# Start of EXCERPTED RECORDS

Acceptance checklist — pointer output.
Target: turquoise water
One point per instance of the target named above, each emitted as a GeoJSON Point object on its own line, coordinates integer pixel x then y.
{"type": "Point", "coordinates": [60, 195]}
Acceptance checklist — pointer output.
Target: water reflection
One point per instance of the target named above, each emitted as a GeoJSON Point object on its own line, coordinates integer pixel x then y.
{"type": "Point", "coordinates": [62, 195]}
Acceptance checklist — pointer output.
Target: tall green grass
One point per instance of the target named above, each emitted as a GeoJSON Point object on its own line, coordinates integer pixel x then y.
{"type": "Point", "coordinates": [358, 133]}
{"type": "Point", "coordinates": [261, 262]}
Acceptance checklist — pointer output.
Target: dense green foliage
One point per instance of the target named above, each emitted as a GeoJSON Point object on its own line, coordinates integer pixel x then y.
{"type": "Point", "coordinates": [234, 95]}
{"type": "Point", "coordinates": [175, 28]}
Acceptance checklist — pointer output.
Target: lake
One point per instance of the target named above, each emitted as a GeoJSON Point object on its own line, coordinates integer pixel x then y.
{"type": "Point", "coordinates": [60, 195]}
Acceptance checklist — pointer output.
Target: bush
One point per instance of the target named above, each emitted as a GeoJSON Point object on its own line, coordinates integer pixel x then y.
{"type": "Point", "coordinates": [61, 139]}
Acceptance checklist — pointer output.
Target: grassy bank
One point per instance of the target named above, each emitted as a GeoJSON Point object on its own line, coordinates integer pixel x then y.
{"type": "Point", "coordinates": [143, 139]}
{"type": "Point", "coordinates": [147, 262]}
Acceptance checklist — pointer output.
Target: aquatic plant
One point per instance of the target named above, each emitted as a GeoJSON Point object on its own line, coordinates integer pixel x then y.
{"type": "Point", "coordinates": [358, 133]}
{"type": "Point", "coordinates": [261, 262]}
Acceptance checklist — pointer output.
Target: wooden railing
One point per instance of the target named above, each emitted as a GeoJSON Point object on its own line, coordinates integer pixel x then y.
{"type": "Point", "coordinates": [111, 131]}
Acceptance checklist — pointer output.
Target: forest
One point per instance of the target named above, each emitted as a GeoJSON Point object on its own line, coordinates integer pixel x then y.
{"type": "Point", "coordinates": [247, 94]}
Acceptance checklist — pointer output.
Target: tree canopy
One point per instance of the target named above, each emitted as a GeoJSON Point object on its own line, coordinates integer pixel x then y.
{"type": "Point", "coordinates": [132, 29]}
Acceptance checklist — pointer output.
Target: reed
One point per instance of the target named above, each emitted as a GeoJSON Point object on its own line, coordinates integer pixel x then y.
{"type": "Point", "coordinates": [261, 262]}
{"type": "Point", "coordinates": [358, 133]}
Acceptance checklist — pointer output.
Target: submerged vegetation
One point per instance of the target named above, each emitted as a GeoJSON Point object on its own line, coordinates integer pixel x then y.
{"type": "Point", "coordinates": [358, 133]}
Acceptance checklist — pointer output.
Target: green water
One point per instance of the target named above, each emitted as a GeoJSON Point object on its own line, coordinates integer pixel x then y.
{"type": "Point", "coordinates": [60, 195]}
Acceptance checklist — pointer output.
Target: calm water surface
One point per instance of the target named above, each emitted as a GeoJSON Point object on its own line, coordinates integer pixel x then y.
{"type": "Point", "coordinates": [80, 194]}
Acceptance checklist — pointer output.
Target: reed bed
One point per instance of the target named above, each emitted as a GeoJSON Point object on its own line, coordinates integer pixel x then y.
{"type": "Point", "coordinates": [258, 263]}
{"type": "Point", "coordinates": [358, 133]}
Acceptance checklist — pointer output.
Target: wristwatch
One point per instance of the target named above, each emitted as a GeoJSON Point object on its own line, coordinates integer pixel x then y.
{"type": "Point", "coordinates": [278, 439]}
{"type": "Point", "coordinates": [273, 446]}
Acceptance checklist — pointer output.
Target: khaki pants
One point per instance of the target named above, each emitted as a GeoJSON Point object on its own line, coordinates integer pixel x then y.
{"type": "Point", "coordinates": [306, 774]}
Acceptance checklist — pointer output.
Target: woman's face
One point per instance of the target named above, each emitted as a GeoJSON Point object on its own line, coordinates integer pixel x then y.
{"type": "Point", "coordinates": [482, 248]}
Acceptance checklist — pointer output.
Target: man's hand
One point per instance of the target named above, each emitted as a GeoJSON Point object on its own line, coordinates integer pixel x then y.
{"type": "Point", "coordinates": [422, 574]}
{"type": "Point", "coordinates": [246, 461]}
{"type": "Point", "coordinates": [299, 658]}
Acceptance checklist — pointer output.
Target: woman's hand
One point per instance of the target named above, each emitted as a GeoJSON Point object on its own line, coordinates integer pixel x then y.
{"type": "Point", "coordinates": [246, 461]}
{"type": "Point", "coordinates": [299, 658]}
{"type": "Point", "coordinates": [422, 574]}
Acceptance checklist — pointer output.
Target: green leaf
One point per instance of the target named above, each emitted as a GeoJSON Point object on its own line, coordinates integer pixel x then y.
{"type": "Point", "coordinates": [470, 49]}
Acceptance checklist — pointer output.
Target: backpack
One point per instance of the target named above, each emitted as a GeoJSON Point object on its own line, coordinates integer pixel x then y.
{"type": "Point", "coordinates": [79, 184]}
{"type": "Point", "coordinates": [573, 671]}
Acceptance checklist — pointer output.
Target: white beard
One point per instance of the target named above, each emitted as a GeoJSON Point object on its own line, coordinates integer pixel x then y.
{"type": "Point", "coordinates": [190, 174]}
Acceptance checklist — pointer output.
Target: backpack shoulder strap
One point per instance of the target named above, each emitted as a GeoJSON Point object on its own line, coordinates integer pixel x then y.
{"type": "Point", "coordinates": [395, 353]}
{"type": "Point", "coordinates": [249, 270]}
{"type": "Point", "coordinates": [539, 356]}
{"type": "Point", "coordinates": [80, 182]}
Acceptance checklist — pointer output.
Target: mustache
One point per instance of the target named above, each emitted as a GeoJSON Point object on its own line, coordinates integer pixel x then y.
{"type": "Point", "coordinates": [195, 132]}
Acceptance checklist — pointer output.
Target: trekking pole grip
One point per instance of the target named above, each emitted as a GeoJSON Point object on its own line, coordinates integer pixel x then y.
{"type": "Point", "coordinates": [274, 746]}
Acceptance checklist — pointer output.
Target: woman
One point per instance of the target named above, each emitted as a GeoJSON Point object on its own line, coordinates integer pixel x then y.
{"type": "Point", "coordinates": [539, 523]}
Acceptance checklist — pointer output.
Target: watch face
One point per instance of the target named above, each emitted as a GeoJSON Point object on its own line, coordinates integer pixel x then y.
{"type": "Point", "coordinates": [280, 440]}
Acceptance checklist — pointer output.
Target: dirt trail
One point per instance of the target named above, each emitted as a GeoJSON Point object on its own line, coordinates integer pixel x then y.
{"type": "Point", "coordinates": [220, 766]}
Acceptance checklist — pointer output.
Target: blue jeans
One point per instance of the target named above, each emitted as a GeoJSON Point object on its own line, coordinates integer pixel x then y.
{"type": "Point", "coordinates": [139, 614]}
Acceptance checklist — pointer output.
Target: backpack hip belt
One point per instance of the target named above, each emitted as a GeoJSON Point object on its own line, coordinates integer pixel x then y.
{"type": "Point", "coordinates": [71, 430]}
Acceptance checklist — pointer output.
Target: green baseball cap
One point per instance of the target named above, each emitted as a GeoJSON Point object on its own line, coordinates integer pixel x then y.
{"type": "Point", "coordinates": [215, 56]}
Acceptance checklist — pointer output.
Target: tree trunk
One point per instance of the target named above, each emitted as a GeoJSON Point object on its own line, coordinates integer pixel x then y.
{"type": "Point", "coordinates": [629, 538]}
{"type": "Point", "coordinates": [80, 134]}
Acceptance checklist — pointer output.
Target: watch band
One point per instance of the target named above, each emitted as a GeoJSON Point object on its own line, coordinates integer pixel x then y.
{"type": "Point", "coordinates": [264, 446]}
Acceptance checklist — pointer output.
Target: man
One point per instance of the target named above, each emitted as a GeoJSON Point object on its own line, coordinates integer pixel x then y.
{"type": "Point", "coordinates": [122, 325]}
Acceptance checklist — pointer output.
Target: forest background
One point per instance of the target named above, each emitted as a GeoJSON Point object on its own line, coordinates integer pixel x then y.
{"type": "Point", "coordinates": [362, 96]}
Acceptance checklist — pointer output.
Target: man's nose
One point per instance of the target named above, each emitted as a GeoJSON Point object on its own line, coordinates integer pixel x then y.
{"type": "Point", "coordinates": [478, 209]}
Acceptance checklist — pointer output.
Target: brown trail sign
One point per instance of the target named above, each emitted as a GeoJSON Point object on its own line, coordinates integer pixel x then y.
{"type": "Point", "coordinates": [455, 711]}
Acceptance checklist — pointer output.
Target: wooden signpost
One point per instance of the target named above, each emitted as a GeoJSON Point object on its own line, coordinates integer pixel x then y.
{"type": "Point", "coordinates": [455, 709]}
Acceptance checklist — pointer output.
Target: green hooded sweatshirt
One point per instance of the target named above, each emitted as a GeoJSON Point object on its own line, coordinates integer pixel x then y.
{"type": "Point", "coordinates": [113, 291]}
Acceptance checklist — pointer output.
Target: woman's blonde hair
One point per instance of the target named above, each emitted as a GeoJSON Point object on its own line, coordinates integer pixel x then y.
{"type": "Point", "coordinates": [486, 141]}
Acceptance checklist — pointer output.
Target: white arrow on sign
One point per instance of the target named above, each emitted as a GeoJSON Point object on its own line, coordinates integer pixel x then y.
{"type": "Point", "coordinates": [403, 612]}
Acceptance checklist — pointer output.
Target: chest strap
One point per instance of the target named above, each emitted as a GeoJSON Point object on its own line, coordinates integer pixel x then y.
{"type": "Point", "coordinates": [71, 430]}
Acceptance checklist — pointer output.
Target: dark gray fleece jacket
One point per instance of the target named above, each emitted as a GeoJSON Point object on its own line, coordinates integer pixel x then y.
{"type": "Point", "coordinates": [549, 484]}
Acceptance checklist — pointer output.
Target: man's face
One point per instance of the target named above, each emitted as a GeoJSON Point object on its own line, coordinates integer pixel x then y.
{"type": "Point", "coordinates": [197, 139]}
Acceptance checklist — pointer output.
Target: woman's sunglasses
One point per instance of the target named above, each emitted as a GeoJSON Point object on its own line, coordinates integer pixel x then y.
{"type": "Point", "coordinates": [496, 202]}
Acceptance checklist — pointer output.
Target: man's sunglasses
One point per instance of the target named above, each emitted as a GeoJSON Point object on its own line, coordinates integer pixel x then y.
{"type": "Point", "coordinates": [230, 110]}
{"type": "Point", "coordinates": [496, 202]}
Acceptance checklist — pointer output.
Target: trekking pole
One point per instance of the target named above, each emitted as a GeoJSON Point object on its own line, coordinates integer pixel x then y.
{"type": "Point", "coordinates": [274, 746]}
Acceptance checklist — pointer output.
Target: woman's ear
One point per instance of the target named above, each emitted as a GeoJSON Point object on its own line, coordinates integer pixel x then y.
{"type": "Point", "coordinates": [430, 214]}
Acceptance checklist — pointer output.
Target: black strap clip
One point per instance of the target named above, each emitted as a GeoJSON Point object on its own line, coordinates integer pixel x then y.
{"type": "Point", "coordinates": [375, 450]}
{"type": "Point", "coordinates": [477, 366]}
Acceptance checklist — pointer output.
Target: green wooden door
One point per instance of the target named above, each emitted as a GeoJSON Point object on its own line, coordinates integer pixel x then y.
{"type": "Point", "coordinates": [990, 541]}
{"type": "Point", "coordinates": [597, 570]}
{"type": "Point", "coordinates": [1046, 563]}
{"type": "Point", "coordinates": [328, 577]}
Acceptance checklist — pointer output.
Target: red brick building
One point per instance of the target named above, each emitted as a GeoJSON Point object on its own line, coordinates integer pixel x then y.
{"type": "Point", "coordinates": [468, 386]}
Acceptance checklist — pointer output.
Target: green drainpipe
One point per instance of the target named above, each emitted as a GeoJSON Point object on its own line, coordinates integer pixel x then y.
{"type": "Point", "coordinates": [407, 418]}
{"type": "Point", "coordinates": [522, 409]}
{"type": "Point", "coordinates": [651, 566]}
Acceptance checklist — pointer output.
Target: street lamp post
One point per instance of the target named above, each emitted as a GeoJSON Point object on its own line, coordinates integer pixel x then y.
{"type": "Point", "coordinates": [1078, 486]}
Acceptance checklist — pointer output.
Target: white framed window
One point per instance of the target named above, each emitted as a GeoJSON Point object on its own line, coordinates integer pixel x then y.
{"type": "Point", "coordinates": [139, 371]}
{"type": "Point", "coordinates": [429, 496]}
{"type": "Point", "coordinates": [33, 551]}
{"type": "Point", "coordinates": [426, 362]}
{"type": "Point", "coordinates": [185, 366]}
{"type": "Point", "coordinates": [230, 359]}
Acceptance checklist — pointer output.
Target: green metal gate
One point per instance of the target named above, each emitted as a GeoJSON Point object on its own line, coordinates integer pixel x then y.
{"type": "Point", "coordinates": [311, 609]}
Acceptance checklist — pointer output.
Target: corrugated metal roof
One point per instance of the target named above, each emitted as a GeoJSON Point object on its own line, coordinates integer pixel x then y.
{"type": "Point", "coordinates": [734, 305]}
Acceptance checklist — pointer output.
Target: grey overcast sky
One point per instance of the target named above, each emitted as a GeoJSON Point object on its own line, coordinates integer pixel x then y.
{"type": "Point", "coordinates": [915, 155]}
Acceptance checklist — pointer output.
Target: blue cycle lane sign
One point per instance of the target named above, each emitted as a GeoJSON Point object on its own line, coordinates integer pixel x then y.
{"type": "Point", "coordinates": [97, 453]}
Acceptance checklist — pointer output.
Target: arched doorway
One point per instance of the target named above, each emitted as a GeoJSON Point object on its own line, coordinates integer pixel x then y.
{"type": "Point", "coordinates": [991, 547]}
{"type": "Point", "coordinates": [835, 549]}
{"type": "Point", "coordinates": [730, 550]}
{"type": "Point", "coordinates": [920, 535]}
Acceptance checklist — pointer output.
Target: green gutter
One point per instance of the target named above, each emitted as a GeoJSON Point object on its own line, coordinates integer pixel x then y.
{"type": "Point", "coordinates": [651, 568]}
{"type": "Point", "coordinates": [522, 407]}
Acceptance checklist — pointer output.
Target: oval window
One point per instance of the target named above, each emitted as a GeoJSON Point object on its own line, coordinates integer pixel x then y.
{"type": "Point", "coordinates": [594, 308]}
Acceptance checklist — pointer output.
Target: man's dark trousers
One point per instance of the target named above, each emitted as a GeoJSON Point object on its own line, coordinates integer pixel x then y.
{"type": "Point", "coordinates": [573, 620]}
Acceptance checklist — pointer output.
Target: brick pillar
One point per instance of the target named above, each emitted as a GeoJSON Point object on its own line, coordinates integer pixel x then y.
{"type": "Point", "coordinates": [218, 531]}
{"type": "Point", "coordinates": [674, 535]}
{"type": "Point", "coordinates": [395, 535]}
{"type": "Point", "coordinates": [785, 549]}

# End of EXCERPTED RECORDS

WHAT IS ASKED — Report each line in the data above that contains the word "water", and copy every such line in full.

ANSWER TO THE TASK —
Target: turquoise water
Target: water reflection
Target: green water
Target: calm water surface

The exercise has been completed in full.